## Okuma parçası:
Gökyüzüne yükselen Güzel Remedios, uykusuzluk hastalığına yakalanan Macondo halkı, asla gelmeyecek bir mektubu bekleyen Albay, ölüm döşeğinde Simon Bolivar...

Gabriel García Márquez'in (6 Mart 1927-17 Nisan 2014) "büyülü" ama bir o kadar da "gerçek" dünyasına hoşgeldiniz!🧙‍♂️🎈
García Márquez, 1927 yılında Kolombiya'nın kuzeyinde United Fruit Company’nin inşa ettiği Aracataca kasabasında telgraf operatörü Gabriel Eligio García ile Luisa Santiaga Márquez'in ilk çocukları olarak dünyaya gelir.
Sekiz yaşına kadar eski bir albay olan büyükbabası Nicolás Márquez ve büyükannesi Tranquilina Iguarán ile birlikte yaşayan García Márquez, büyükannesinin büyük bir ciddiyetle anlattığı olağanüstü öykülerden ve dedesinin ona öğrettiği somut ve tarihsel olaylardan çok etkilenir.
García Márquez, kariyerinin ilerleyen yıllarında, yazmış bulunduğu bütün romanları ve hikâyeleri büyükbabası ve büyükannesiyle yaşadığı yıllardaki deneyimleriyle ilişkilendirecektir.

## Sağlanan veriler:
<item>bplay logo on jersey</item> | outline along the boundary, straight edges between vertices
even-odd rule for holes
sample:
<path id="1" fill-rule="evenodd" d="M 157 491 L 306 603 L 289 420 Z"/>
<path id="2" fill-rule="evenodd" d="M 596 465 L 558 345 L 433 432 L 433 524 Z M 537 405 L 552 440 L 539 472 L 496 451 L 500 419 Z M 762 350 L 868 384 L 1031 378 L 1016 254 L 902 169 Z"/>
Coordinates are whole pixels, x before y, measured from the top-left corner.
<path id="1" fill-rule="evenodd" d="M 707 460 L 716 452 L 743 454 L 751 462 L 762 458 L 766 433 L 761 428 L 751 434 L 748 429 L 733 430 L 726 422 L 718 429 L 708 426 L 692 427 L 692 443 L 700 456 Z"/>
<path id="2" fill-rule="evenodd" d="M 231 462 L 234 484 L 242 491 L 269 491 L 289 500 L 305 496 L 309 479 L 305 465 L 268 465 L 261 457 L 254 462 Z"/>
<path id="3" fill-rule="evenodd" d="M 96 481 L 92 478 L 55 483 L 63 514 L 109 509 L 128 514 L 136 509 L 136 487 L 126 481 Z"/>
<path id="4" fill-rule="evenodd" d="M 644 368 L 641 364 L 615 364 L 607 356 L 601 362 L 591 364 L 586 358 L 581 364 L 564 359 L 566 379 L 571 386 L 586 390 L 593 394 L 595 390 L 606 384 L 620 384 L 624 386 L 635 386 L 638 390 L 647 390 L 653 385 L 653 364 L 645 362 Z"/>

## Görev listesi:
[1] García Márquez hakkındaki okuma parçasına göre yazarın babasının mesleğini belirtin.
[2] García Márquez hakkındaki okuma parçasını kaldığı yerden devam ettirin.
Verilerin bu çalışmayla hiçbir ilgisi yoktur.

## Cevaplar:
[1] Telgraf operatörüydü.

[2]
Nitekim Márquez’in bütün eserleri bir imgeyle başlar: Yaprak Fırtınası’nda torununu cenazeye götüren, Albay’a Mektup Yok’ta emekli aylığını bekleyen ve Yüzyıllık Yalnızlık’ta torununu panayıra götüren “yaşlı bir adam”. İşte bu yaşlı adam yazarın çocukluk kahramanı olan dedesidir.
Bogotá'daki Liceo Nacional de Zipaquirá’daki eğitiminden sonra Universidad Nacional de Colombia'da hukuk eğitimine başlar. 1947 yılında ilk öyküsü "La tercera resignación", günlük bir gazete olan El Espectador'da yayımlanır.
1948 yılında kanlı 9 Nisan olayları neticesinde okuduğu üniversite kapatılınca Universidad de Cartagena'da gazetecilik bölümüne geçiş yapar ve El Universal gazetesinde çalışmaya başlar. Ancak hem hukuk hem de gazetecilik eğitimini yarıda bırakır.
1950 yılında Barranquilla'ya taşınarak El Heraldo için günlük yazılar yazar. Bu dönemde gazeteciliğin yanı sıra ilk romanı üzerine çalışan García Márquez, 1955 yılında Yaprak Fırtınası'nı (La hojarasca) yayımlar.
1971 yılında verdiği bir röportajda, herkesin nefret ettiği bir adamın cenaze törenini anlatan ve “canından kopup kağıda aktarılan” bu ilk kitabın, en sevdiği eseri olduğunu ifade eder.
1954 yılında El Espectador gazetesinin yazı kadrosuna katılır ve muhabir olarak Avrupa'ya gönderilir. Ancak Paris'teyken gazetesi Kolombiya diktatörü Rojas Pinilla tarafından kapatılınca beş parasız kalır.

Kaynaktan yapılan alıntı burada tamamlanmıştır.